--- begin Data for the task ---
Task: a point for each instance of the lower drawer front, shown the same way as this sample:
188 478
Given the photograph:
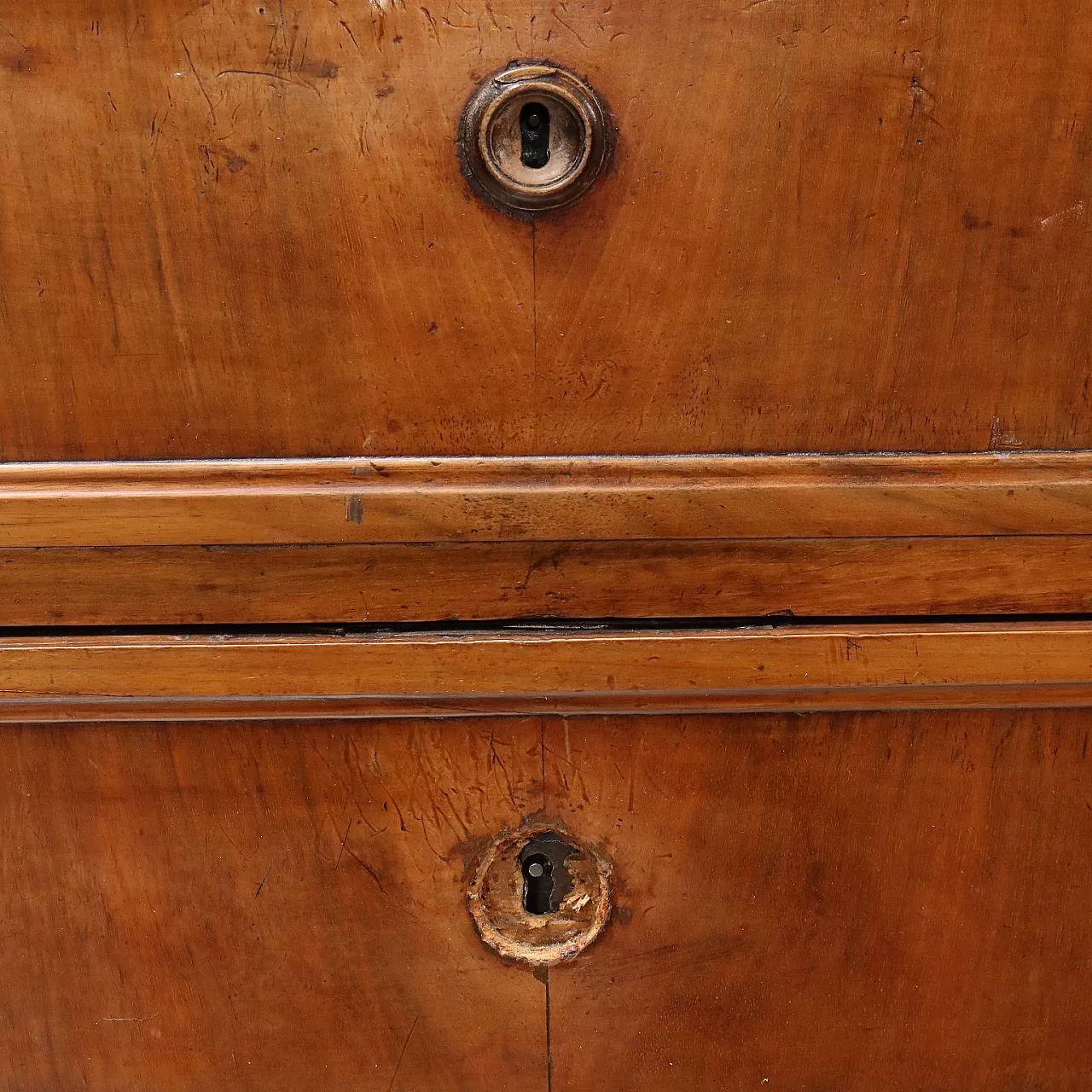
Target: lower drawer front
849 901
--- end Data for the task ---
Please update the listing by changing "lower drawer front" to "bottom drawer front" wherever it occurs, keeping everything else the same. Omit the pictures from your answer.

Task: a point for each instance of the bottom drawer front, shown the same way as this sample:
188 478
Given the photograph:
Target: bottom drawer front
849 901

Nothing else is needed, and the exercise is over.